* CONSIGNES *
1. Répondez aux questions suivantes d'après l'extrait sur le chef militaire.
(a) Selon la lettre citée, dans quelle ville les troupes comptaient-elles camper dans quelques jours ?
(b) Combien d'années après ses triomphes en Italie le Gouvernement fit-il appel à lui ?
(c) Dans quel pays devait-il redresser une situation passablement compromise ?
2. Poursuivez l'extrait sur le chef militaire à partir de sa dernière phrase, dans le même ton.

* EXTRAIT CHOISI *
_ _ _ _ _ _ _

Puisque j’évoque la campagne d’Italie, comment ne pas croire encore présent le grand soldat disparu, comment ne pas sentir sa légitime fierté de chef victorieux en relisant les lignes qu’il m’écrivait peu après l’entrée triomphale des Français à Rome : « Nous avons savouré la joie de la victoire, de celle qui consiste à tailler l’ennemi en pièces et à ne plus lâcher. Quelles heures ! Le CEF a été remarquable en cette affaire. C’est lui qui a déterminé la rupture et qui ensuite, par ses manœuvres audacieuses, a facilité les résultats obtenus par les voisins. Après trois semaines de dures batailles nous sommes venus camper sous les murs de la Ville Éternelle. Dans quelques jours nous camperons à Florence »…
Le grand chef, le génial meneur d’hommes est là tout entier avec son dynamisme, son enthousiasme, son immense joie d’avoir redonné leur gloire à nos armes, d’avoir assuré à nos soldats le respect de leurs camarades de combat et de leurs adversaires. Ce fut la période la plus exaltante, la plus magnifique de sa prodigieuse carrière.
Trois ans après ses triomphes en Italie, le Gouvernement faisait appel à son prestige et à son expérience nord-africaine pour redresser au Maroc une situation passablement compromise.
Il lui fallut peu de temps pour s’adapter excellemment au rôle d’administrateur qui lui était confié. Il y parvint sans se départir un seul instant ni de sa manière directe de concevoir et de commander, ni de sa bienveillance naturelle. Il faisait confiance à ses collaborateurs et, dans le cadre des directives qu’il leur donnait, laissait à chacun toute liberté d’exécution. Il avait, ainsi qu’il était normal, une haute idée de la tâche qui lui était dévolue et il était conscient aussi des obligations qu’elle lui imposait. Il entendait en conséquence que tous autour de lui et comme lui s’emploient à remplir au mieux leur mission. Mais s’il savait à l’occasion être strict, exigeant et manifester de façon violente sa réprobation, ses emportements ne duraient pas et l’observation faite ne laissait nulle trace dans son esprit complètement étranger à la rancune. Jugeant les choses de haut, il ne s’embarrassait pas des détails qu’il abandonnait à ses subordonnés, encore qu’il fût très attentif à l’exacte exécution de ses ordres.

_ _ _ _ _ _ _

* ENREGISTREMENTS FOURNIS *
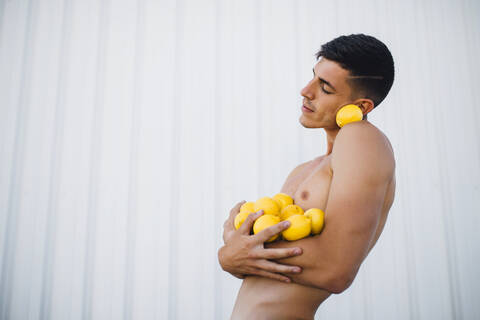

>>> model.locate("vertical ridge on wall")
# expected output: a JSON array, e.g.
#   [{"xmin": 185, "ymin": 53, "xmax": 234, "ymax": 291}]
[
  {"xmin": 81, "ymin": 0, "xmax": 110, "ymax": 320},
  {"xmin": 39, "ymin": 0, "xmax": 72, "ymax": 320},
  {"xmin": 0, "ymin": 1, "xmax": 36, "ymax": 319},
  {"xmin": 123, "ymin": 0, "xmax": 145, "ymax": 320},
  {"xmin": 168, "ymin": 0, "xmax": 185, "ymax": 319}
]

_ _ _ _ _ _ _

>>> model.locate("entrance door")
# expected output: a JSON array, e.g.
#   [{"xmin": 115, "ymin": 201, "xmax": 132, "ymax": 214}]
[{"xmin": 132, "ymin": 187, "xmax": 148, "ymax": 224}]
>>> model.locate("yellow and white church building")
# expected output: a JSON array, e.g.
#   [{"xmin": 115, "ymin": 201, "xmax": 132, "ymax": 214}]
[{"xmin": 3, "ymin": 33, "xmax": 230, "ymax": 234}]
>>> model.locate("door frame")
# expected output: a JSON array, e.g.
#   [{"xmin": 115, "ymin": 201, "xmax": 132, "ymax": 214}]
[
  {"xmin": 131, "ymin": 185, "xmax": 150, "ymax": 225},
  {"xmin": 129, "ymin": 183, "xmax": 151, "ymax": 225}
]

_ _ _ _ _ _ _

* RÉPONSES RÉDIGÉES *
1.
(a) À Florence.
(b) Trois ans après.
(c) Au Maroc.

2.
Cet homme exceptionnellement doué devait, à mesure que sa situation devenait plus éminente, assumer des responsabilités plus lourdes et résoudre des problèmes plus ardus. Investi de hautes charges, placé devant des choix dont son cœur eut souvent à pâtir, il a passé les dernières années de sa vie torturé par des scrupules de conscience, déchiré entre les servitudes de son état et l’appel profond qui montait vers lui de sa terre natale.
Angoissé par les remous causés des deux côtés de la Méditerranée par le drame algérien, objet de sollicitations contradictoires, mal compris souvent pour ses gestes comme pour sa réserve, le Maréchal Juin a vécu les dernières années de sa vie dans le regret de son Algérie perdue, de cette terre dans laquelle, disait-il souvent, reposaient ses morts et qui avait fourni une grande partie de ses combattants d’Italie.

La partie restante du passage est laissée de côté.